### Exercise prompt
Show every line of the data below that contains the word "sauce", copying each line in full. Case counts.

(Bounding-box data)

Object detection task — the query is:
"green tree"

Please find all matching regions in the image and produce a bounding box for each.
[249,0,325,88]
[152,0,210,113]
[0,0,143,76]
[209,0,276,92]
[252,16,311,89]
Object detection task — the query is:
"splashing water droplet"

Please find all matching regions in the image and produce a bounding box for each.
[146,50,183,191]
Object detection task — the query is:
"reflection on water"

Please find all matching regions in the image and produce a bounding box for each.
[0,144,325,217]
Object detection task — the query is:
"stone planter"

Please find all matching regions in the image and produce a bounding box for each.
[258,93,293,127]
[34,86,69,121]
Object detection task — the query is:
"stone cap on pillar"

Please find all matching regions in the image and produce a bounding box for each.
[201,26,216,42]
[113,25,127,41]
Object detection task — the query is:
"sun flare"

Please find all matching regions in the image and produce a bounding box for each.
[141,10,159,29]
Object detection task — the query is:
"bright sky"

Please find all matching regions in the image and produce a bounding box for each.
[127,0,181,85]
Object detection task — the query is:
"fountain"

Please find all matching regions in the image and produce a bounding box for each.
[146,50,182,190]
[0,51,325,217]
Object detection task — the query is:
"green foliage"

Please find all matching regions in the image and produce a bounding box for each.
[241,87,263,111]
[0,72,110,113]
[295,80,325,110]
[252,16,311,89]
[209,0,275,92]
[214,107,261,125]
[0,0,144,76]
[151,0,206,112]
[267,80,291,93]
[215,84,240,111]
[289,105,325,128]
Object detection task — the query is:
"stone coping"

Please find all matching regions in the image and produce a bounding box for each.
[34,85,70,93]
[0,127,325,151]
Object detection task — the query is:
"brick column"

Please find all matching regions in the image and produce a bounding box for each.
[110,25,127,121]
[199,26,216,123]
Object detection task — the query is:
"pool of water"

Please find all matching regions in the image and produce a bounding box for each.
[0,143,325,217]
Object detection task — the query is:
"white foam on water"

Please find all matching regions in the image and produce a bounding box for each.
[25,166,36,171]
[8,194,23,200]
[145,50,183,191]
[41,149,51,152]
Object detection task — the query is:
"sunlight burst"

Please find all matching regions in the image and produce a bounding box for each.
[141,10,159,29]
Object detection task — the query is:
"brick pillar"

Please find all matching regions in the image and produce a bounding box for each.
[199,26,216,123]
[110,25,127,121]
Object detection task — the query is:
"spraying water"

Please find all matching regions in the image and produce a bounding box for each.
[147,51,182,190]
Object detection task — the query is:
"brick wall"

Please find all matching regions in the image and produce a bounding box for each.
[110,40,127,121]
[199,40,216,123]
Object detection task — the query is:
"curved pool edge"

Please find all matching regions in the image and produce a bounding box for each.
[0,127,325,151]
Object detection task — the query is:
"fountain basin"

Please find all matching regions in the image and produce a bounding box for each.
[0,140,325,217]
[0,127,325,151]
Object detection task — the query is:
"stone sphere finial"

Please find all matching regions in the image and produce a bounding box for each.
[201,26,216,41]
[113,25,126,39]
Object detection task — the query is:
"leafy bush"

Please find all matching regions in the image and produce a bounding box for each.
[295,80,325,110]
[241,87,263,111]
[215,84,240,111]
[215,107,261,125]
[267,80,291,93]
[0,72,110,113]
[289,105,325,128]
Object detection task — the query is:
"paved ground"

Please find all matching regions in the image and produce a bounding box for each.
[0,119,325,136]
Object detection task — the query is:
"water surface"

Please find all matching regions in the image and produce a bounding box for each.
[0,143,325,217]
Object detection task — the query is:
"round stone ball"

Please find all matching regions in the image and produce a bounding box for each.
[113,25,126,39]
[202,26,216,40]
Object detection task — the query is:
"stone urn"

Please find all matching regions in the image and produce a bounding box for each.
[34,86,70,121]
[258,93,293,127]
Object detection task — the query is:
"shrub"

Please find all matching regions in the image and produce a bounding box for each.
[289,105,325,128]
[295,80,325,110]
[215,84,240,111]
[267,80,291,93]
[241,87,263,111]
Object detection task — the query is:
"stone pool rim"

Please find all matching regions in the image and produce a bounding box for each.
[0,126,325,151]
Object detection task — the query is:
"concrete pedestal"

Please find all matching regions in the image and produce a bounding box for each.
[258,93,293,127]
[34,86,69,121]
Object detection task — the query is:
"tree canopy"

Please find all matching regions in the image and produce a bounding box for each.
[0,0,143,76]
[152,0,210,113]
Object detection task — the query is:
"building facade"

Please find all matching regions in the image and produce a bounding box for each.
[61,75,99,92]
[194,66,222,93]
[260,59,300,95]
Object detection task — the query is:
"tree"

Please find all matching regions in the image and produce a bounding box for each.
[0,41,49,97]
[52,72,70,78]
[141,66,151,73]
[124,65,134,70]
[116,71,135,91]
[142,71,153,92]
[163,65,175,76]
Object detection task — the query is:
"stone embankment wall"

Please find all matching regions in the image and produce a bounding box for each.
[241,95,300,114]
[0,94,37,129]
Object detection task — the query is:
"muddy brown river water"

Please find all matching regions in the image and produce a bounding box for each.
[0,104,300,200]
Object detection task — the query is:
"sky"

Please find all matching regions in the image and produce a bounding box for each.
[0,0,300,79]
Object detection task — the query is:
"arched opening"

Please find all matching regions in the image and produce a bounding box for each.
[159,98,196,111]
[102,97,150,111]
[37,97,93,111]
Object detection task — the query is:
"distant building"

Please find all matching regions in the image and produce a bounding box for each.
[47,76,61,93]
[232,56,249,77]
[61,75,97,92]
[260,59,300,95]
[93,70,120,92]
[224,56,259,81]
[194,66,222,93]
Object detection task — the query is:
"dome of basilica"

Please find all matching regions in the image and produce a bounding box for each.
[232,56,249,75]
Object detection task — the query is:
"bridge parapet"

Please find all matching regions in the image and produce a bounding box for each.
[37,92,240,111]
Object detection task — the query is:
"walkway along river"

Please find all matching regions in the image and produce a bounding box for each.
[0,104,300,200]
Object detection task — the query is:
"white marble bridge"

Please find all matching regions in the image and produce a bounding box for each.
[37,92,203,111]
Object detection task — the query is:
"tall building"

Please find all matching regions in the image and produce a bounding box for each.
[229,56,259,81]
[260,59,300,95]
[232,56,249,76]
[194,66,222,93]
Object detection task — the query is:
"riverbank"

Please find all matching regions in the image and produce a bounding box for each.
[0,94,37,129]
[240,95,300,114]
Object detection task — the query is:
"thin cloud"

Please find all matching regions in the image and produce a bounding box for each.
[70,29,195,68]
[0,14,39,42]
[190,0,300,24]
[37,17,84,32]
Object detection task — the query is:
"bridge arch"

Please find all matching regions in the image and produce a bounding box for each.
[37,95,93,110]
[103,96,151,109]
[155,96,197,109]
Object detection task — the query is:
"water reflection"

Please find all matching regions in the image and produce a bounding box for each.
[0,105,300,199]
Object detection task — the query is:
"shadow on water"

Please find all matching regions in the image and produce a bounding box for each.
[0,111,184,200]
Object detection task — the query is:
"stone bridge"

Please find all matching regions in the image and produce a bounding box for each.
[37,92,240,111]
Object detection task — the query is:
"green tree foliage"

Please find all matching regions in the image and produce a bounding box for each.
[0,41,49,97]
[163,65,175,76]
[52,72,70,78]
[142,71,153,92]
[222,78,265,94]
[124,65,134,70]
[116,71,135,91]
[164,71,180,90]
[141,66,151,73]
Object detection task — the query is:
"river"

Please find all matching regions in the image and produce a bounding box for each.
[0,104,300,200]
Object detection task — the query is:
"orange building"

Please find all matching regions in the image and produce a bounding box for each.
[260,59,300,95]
...
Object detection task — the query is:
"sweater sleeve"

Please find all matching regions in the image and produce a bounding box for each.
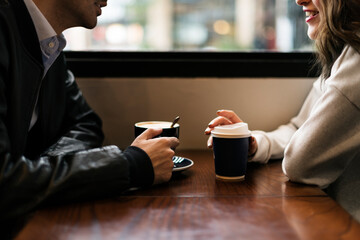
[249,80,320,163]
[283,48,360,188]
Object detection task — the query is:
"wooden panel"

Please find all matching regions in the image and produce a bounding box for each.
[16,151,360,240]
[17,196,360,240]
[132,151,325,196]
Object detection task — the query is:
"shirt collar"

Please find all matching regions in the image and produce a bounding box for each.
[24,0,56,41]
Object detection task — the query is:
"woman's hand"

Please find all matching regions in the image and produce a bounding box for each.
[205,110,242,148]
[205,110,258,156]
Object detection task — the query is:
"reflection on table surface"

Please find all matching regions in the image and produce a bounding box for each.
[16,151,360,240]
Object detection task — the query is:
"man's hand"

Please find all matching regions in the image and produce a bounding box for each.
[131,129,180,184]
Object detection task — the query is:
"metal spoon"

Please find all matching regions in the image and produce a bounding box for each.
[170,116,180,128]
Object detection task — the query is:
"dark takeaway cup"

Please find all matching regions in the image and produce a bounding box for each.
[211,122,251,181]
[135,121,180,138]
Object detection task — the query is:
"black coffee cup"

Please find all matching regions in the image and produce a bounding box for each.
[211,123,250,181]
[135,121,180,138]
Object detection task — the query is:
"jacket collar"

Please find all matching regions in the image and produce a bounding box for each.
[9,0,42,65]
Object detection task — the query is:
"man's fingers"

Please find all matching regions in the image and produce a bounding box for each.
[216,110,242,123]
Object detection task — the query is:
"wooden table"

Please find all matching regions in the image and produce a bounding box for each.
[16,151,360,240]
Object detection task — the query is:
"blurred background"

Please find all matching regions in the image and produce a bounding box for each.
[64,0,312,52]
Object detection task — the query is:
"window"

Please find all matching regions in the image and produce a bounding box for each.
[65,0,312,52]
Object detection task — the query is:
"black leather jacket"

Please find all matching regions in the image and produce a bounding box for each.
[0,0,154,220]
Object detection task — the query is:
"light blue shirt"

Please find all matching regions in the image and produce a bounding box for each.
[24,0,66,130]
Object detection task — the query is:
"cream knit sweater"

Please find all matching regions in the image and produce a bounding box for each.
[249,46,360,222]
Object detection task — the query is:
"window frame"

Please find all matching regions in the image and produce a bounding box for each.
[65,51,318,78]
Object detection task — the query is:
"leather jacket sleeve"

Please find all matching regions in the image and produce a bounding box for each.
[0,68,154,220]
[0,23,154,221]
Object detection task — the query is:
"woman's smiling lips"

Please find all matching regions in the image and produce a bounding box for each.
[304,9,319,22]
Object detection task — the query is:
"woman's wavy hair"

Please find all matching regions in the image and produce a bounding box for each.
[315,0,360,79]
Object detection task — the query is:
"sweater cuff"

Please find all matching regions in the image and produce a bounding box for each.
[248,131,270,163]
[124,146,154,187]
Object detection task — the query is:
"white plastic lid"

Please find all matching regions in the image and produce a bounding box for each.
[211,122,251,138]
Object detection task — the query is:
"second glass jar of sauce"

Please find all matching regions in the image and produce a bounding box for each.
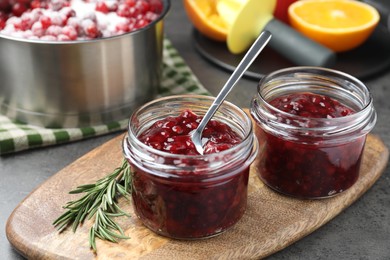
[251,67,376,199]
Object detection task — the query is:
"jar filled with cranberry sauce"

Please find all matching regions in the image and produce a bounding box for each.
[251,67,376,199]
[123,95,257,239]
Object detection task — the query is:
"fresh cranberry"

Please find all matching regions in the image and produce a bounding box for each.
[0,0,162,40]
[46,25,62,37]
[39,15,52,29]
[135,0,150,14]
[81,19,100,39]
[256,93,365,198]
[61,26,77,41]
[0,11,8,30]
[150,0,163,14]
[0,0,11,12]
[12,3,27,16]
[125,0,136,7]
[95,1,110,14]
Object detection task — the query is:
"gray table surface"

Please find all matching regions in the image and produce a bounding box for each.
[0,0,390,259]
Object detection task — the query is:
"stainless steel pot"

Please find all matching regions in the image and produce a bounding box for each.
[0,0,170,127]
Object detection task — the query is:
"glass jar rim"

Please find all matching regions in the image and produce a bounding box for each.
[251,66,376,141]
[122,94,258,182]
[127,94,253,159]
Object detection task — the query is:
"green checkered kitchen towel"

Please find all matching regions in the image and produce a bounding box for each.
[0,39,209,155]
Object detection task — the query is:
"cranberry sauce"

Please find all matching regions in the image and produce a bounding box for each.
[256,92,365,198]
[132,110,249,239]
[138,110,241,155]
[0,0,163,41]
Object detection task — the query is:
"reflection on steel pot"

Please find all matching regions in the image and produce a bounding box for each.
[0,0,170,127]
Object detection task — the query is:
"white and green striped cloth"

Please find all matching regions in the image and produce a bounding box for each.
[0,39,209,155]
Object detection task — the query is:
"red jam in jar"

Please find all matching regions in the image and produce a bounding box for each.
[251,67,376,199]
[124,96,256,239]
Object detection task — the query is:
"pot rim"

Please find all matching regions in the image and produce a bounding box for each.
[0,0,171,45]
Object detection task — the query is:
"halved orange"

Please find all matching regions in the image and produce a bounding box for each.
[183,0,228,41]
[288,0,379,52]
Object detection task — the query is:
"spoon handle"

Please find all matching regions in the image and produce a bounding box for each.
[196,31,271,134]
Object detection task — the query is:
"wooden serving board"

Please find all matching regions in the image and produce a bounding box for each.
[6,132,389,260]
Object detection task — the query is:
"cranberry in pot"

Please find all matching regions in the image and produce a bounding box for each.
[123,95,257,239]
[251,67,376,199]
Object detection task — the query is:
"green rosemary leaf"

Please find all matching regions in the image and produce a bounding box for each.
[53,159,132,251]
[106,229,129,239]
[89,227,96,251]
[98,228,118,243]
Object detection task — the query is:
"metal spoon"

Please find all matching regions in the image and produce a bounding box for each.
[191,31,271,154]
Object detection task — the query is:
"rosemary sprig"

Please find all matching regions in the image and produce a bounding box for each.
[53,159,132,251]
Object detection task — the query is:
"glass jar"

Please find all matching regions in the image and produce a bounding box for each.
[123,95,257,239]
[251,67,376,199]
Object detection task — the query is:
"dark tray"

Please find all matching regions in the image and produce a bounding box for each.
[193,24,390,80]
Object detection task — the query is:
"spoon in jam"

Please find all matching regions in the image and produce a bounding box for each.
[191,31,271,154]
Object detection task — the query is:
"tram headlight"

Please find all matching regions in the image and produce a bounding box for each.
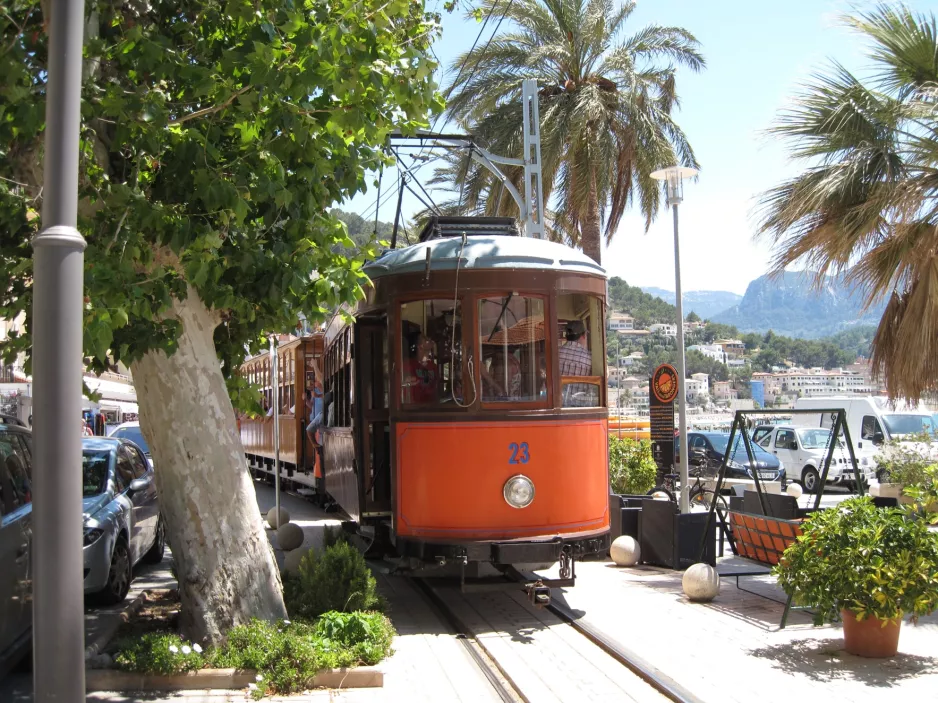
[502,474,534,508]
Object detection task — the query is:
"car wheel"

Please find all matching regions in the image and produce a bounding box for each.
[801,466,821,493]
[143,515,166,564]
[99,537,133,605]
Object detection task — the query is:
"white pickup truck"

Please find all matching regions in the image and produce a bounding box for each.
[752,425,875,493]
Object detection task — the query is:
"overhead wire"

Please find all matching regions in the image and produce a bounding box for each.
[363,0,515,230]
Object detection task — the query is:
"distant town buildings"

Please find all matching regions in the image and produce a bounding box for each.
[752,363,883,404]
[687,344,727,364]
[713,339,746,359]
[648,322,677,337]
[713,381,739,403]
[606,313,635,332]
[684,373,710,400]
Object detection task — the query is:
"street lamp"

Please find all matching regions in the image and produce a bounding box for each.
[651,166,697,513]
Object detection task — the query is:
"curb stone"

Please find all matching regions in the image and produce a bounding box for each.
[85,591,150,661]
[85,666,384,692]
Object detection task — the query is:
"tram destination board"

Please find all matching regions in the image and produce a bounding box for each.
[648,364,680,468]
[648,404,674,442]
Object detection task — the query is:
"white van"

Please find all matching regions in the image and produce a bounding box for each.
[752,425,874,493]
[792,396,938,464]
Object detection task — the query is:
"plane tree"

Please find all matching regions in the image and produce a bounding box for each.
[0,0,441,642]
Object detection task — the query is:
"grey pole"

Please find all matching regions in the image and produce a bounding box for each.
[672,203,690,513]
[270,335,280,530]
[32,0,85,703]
...
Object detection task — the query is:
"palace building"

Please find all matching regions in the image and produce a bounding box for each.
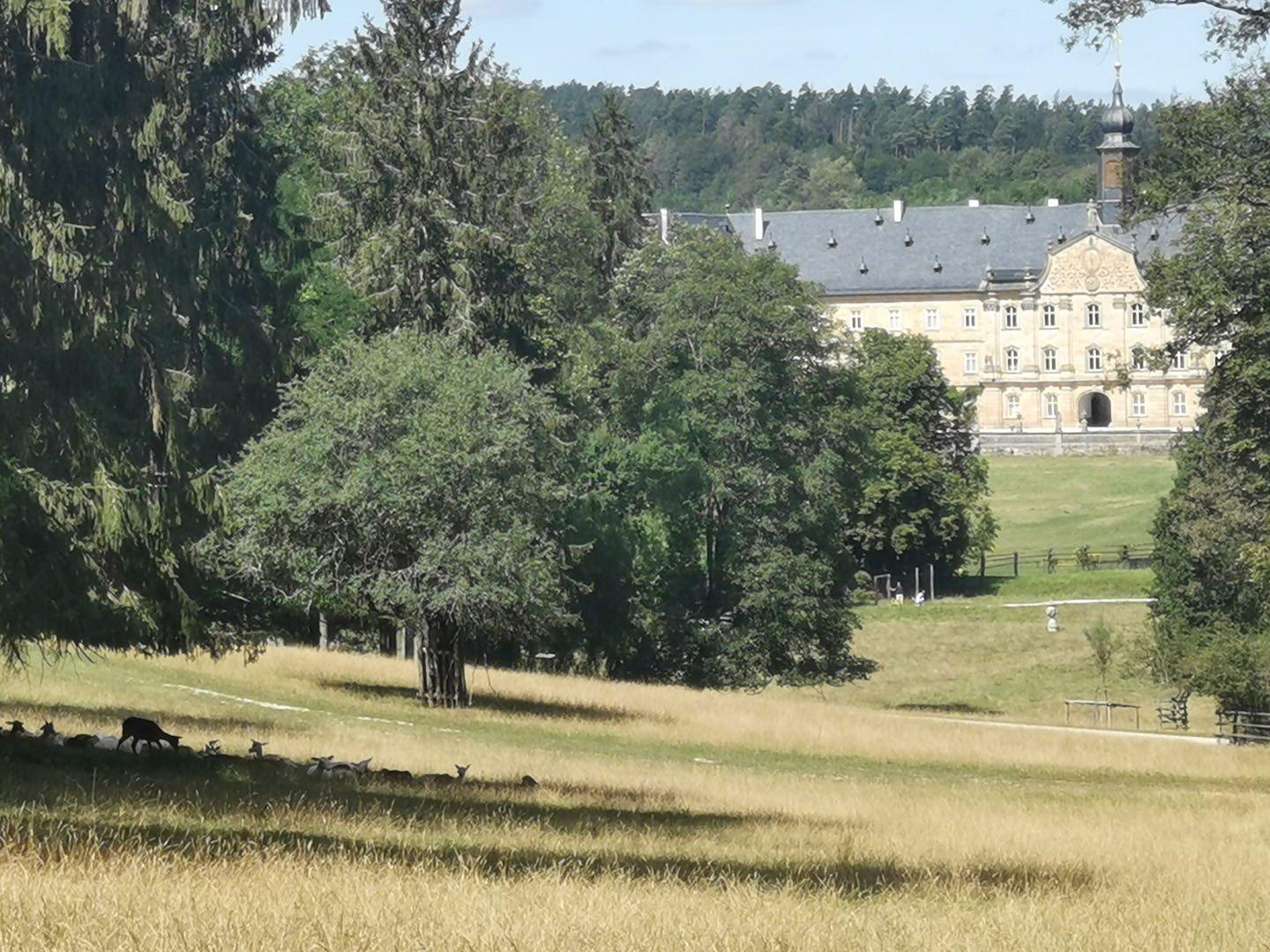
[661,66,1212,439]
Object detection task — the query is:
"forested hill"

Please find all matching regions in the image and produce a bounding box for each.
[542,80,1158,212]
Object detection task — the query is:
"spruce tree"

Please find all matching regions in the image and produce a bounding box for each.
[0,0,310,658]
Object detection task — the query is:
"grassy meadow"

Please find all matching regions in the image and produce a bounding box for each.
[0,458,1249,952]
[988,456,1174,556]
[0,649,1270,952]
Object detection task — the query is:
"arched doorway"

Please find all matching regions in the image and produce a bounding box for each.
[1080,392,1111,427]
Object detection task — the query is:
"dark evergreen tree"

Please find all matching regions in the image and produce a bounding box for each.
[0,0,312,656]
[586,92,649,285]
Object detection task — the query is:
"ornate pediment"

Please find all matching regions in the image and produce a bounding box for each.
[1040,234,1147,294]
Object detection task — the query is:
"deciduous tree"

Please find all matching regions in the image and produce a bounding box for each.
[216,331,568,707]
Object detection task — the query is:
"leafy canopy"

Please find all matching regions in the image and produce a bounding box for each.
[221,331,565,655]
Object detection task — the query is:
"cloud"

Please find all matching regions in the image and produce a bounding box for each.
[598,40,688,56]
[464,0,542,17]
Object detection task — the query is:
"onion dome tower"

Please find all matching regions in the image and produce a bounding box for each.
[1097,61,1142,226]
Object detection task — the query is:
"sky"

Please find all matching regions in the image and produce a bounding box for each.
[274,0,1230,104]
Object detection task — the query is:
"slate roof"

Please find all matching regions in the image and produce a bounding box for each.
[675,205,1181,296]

### Solution to this problem
"second glass jar of sauce"
"jar filled with cranberry sauce"
"cranberry sauce"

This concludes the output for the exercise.